◆ **PROVIDED TEXT**:
— Begin —
Skip to content

ggml-opencl: add Adreno xmem attention path#22117

Closed
happyyzy wants to merge 1 commit into
ggml-org:masterfrom
happyyzy:happyyzy/adreno-xmem-attn
Closed

ggml-opencl: add Adreno xmem attention path#22117
happyyzy wants to merge 1 commit into
ggml-org:masterfrom
happyyzy:happyyzy/adreno-xmem-attn

Conversation

@happyyzy
Copy link
Copy Markdown

Summary

This PR adds an Adreno-specific xmem attention path to ggml-opencl behind GGML_OPENCL_ADRENO_XMEM_ATTN.

The new path is intended for high-throughput attention workloads on Adreno, especially:

  • large prefill
  • large noncausal attention
  • shapes where the current fa or nofuse routes are too slow, run out of memory, or fail to run

This PR does not claim a decode speedup. In current q=1 decode tests, the existing fa / nofuse routes are still faster.

Implementation

  • adds Adreno xmem attention kernels for:
    • Q/K/V staging
    • K/V packing
    • QK GEMM
    • softmax
    • PV GEMM
  • wires the path into ggml-opencl runtime behind an explicit env gate
  • adds test-opencl-adreno-attn to reproduce correctness and route-to-route performance
  • compiles the dedicated xmem QK/PV translation units before the rest of the OpenCL kernel set

Why the compile order change exists

On current Adreno drivers, compiling the xmem QK/PV kernels later in the overall OpenCL kernel load sequence can produce a materially slower device binary even with identical source and build options.

This PR keeps a deterministic early compile order for the xmem QK/PV units because that is currently the most stable way to preserve the fast binary on device.

A future follow-up may be able to remove this compiler-order sensitivity by expressing the hot loop more directly, for example via the already-observed QCOM inline-asm path, but that is not part of this PR.
— End —
◆ **SET EXERCISE**:
According to the pull request description, what setting gates the new Adreno xmem attention path?

◆ **DATASET EXTRACT**:
— Begin —
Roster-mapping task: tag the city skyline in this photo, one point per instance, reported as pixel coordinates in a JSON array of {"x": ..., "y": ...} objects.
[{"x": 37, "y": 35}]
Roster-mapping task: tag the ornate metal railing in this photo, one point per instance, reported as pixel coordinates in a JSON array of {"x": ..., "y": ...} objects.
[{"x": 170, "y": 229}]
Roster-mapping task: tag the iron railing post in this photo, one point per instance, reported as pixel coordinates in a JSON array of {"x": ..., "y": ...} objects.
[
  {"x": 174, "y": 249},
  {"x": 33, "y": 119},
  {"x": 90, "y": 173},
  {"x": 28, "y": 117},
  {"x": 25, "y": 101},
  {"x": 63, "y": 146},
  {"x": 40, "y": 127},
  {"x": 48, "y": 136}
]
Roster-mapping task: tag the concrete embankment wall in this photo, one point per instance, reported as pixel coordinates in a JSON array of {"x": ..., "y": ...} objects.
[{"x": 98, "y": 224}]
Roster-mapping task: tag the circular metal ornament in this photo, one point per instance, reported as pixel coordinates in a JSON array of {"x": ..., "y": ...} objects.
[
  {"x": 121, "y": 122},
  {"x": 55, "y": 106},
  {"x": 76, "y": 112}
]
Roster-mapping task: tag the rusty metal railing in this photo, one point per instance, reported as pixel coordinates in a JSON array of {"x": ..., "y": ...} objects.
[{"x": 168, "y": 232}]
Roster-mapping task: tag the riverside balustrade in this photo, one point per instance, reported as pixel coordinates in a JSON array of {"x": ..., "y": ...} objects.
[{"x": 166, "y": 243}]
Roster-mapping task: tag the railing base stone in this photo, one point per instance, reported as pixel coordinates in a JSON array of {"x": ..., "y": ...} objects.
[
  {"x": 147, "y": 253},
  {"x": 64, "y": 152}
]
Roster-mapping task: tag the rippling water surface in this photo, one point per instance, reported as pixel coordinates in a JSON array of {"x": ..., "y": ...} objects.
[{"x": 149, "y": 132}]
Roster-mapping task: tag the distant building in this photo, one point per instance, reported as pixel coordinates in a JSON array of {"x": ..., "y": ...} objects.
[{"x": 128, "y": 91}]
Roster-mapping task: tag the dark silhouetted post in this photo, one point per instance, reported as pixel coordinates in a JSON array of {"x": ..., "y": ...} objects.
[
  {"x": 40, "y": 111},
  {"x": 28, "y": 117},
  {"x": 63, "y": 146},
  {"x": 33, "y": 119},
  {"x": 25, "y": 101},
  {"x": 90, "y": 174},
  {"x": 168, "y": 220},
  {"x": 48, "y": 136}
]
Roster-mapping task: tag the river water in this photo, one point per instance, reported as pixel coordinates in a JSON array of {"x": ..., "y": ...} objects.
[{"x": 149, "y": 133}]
— End —
◆ **OUTPUT FOR THIS TASK**:
GGML_OPENCL_ADRENO_XMEM_ATTN